Without the pictures, copy all the entries below exactly.
──────
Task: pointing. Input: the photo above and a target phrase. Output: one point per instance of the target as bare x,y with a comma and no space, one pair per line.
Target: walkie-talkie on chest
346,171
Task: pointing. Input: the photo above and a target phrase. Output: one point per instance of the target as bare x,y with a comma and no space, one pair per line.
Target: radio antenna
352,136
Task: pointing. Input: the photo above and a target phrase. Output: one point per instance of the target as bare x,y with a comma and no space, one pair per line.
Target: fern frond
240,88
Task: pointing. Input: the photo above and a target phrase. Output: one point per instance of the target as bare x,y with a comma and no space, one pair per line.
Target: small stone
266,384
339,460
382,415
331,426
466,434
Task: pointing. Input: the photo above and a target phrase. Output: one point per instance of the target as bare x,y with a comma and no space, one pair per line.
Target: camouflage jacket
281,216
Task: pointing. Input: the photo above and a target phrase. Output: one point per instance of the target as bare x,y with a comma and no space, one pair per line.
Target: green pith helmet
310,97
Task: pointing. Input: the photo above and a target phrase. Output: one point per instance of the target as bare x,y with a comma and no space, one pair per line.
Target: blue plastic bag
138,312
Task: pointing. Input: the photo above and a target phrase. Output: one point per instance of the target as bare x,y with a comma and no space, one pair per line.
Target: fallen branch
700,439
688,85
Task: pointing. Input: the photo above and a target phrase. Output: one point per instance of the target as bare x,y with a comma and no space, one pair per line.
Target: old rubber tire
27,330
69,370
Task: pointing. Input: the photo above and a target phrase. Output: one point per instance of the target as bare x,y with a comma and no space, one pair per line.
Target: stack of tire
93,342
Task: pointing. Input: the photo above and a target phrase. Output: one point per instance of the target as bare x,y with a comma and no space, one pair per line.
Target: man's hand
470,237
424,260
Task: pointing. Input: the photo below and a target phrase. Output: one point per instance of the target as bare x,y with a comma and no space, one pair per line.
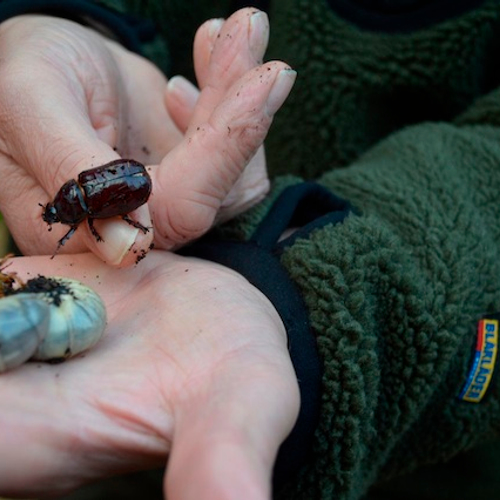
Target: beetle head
50,215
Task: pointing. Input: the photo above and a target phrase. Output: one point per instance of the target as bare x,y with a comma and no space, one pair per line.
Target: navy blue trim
417,16
130,31
309,206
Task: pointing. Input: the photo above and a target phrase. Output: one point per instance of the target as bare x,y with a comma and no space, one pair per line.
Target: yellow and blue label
483,362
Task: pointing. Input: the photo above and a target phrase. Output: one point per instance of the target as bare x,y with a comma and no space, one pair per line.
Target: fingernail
280,90
184,89
118,237
258,36
214,28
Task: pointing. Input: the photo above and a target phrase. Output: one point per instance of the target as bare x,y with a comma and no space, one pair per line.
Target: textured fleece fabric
404,123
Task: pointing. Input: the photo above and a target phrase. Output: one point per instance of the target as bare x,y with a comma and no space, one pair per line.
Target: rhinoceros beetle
116,188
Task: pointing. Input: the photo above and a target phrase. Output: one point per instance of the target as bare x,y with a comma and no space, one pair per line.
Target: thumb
194,179
48,138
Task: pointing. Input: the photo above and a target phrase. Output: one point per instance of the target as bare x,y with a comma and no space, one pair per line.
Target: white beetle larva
77,317
24,322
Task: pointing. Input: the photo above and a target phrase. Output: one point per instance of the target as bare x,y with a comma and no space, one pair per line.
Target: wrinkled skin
194,365
70,100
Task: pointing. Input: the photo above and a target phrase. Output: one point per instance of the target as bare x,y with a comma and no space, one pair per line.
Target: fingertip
122,244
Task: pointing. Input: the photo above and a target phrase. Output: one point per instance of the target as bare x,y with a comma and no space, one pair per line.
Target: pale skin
194,366
70,99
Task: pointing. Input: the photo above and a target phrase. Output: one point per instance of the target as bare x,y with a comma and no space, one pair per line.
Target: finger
225,443
195,178
204,41
239,46
181,97
48,131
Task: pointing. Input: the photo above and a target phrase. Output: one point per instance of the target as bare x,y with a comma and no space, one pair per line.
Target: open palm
193,366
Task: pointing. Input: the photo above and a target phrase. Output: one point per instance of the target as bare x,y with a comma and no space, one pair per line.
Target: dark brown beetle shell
117,188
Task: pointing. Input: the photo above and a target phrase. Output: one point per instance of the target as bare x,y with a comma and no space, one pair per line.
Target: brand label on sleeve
483,362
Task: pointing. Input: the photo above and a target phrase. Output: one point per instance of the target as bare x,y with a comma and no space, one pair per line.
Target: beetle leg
64,239
136,224
93,230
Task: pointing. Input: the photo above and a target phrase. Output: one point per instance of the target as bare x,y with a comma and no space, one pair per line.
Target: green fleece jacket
398,112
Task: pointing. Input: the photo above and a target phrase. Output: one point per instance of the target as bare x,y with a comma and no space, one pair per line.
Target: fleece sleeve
395,294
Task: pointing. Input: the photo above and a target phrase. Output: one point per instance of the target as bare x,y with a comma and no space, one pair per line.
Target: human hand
70,98
194,365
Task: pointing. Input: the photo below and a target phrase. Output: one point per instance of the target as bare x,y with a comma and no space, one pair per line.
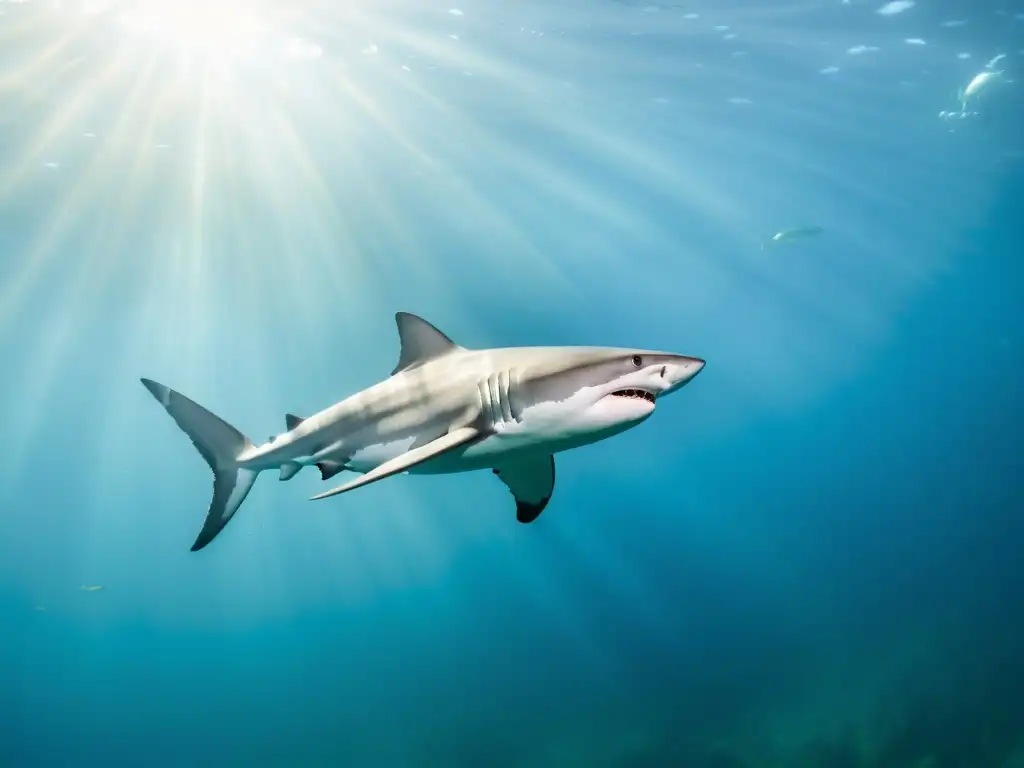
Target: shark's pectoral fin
──────
> _Written answer_
Task: pointing. Input: the photo above and a target phrase. Output: one point per instance of the target as bare x,y with a comma and no space, one pair per line.
Target: walkie-talkie on chest
346,171
Task: pointing. Input: the photo above and a target phrase. Output: one point per instance of the target as bare x,y with a comma and no space, one pair per line.
Target: radio antenna
352,136
Task: pointing. Input: the photo above and a target phrase. Output: one point per instance of the target as bare x,y with a comma and no space, one pair per line.
Target: fern frond
240,88
Task: pointing. Input: the photo above and a target phrase. Output: one point per instance of the target as bare x,y with a comma and no space, one pair per line.
Target: small stone
266,384
339,460
382,415
331,426
466,434
Task: pointing. Input: the photo above and a target phrase. Output: one point per instance of the target as bare x,y with a comma and no space, one pair per line.
Target: camouflage jacket
281,216
Task: pointing. Input: the photo above and a target phrase. Output: one point per instance of the target as bare x,y with a comma and no space, one pair per line.
Target: green pith helmet
310,97
Task: pointing. Input: the photo above and a target phrase. Output: one point per instance of the target as bare x,y with a comma and no space, one pair per line.
Target: blue plastic bag
138,312
Task: pointing. Input: the photo above and a target phrase. Output: one point per instance of the target as bare x,y with a comma and no space, one pair per line.
Target: fallen branch
700,439
688,85
Task: pointing. Input: the photo above and a target phrase. Output: one point per instance of the target as bare x,y with a comma and no space, one pair per line.
Target: old rubber tire
27,330
69,370
Task: pointing. Input: the photo above and a target phrase. Output: one point per instance of the target as bare x,y with a comma and no space, one pair per line.
Target: stack of tire
93,342
Task: pointing. Input: the photo above and a target phrase. Output: one point per instance of the target as bare x,y with a comma and no space, one pair per line.
Target: man's hand
470,237
424,260
Task: pointing. Input: the photo below and a target phrase. Output: one point per instance of the target as bare x,y with a comma and no space, one pair per line.
Target: beetle head
50,215
Task: pointing. Input: the photo above and a target phrase. Output: one point per instance of the target as bare x,y with a comma and no space, one pair per line.
Target: navy blue trim
417,16
130,31
309,206
Task: pointing. Input: the photo above and a target phrase. Output: one point per instance of the target as bare x,y with a comma and no space, one pair per line.
Target: yellow and blue label
483,362
Task: pointing. Input: the photo above and a target phrase. Output: one point per instance of the target as bare x,y with a comma and no space, one pair per line.
Target: fingernail
280,90
184,89
118,237
258,36
214,28
Task: pointing. Input: the photo above and a target phrase. Output: one point per instance of the target as bare x,y with a comma and no space, one pair per line.
Target: textured fleece fabric
404,123
Task: pointing. Input: the photo above and a target phrase. Output: one point per instance of the target as bare x,y with a comma and no space, one pair per line.
Target: rhinoceros beetle
116,188
Task: pointing. Input: the photo above and a target phrase. Output: one point per instance of the target as bare x,y with a comma and no space, one pair per line.
Target: thumb
194,179
48,138
Task: pointing. Input: the photo above and a target phrase. Output: one point per instance of the target as bare x,y with a comma and no space, one pair per line.
Target: white beetle larva
77,317
24,322
Task: pointing. Input: the photo above and a target phrase. Output: one point per instance of the target as bare x,y with a comma and no space, one pair per line.
Target: wrinkled skin
194,365
70,100
Task: pointing. Input: the photo above and a target phrase. Output: one point per instance of the target as bare x,y with a comma and no space, one pair per line.
Target: fingertip
122,244
Task: pointing. Input: the photo above and a target phrase. Output: one point per instance of the target as bare x,y with a comma and no space, one pair per line.
Target: pale skin
194,366
70,99
Task: pointing. Input: the photo above and a target phrase. Output: one point per instance of the target as bare x,y with a comma and no space, one pair per line.
Target: finger
225,443
195,178
204,41
239,46
181,97
48,131
Task: pointing. Input: the photo above and a target phrase. Output: one point per instance of the target as bare x,y with a comma and no space, one pair per line.
Target: open palm
193,366
Task: pointing. Input: the photo above and a target phrase. Output: one point per instance of the target as bare x,y with a comma and no space, one pair per line.
Target: dark brown beetle shell
117,188
Task: pointing. Input: the photo above and a target phrase. Output: one point per instance of the target as bare x,y with a comma and no space, one pair per line.
Target: brand label on sleeve
483,362
Task: pointing. Input: the photo above and a target phrase. Output: one point per instance of the target as bare x,y with a comma and no space, one pair per line.
Target: beetle leg
64,239
136,224
93,230
Task: pointing. Input: the photo above and a target phrase. Output: one point per instance of the target as bare x,y with a comma and no space, one pair per line.
Target: green fleece jacket
398,112
Task: pointing. Input: the photo above and a target phrase. Output: one point per instance of the target as bare x,y with a comma and no space, one pair per line.
Target: fleece sleeve
395,294
Task: pointing. Input: the photo above and a target phrase. Output: one point per instance of the target as bare x,y with a comma and no space, one pair per line.
Target: human hand
70,98
194,365
Task: pointing. Input: the photo below and a target phrase. Output: one point per instance of the target as bare x,y with a comma and no space, one pair per line.
Target: shark's pectoral fin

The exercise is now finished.